* _Exercise aim_
Copy the lines below word for word, starting at the line that contains "segment: hummingbird's tail feather" and continuing through the last line of the entries.

* _Material for this exercise_
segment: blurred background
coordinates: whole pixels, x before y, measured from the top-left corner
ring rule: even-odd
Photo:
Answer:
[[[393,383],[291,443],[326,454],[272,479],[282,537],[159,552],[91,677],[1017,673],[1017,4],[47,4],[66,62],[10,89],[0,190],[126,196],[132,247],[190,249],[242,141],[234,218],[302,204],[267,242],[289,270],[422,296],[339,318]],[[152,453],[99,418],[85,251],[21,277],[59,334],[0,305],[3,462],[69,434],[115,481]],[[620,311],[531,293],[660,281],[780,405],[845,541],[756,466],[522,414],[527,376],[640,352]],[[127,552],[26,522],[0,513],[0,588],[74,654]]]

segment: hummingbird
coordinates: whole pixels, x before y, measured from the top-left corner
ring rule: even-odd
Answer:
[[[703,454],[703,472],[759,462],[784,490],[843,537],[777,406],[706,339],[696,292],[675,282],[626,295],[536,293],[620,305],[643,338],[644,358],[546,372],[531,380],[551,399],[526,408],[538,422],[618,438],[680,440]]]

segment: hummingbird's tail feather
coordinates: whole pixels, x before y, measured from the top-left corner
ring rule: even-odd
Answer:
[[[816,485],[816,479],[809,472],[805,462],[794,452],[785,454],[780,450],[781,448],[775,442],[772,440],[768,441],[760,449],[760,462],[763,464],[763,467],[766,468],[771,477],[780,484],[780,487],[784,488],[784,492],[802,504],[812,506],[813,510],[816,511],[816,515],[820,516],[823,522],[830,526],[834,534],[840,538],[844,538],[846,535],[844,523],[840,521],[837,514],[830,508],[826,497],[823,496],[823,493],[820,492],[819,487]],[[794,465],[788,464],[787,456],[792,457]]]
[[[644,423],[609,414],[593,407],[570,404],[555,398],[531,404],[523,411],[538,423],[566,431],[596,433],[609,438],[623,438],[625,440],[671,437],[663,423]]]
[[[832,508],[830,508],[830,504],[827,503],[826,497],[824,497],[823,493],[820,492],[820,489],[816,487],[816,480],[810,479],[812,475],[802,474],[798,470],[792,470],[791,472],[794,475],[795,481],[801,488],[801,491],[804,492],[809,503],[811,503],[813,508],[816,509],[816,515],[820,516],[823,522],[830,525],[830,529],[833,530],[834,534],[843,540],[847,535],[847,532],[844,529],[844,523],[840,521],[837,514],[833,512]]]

* _Exercise output_
segment: hummingbird's tail feather
coordinates: whole pixels, x before y, measured from the top-left corner
ring rule: even-odd
Answer:
[[[816,485],[816,479],[809,472],[805,462],[794,452],[785,454],[780,450],[781,448],[775,442],[772,440],[768,441],[760,449],[760,462],[763,464],[763,467],[766,468],[771,477],[780,484],[780,487],[784,488],[784,492],[802,504],[812,506],[813,510],[816,511],[816,515],[820,516],[823,522],[830,526],[834,534],[840,538],[844,538],[846,535],[844,523],[840,521],[837,514],[830,508],[826,497],[823,496],[823,493],[820,492],[819,487]],[[794,465],[788,464],[787,456],[792,457]]]
[[[644,423],[609,414],[593,407],[570,404],[555,398],[531,404],[523,411],[538,423],[566,431],[596,433],[609,438],[623,438],[625,440],[671,437],[663,423]]]
[[[832,508],[830,508],[830,504],[827,503],[826,497],[824,497],[823,493],[820,492],[820,489],[816,487],[816,480],[810,479],[812,475],[802,474],[798,470],[792,470],[791,472],[794,475],[795,481],[801,488],[801,491],[804,492],[809,503],[811,503],[813,508],[816,509],[816,515],[820,516],[823,522],[830,525],[830,529],[833,530],[834,534],[843,540],[847,535],[847,532],[844,529],[844,523],[840,521],[837,514],[833,512]]]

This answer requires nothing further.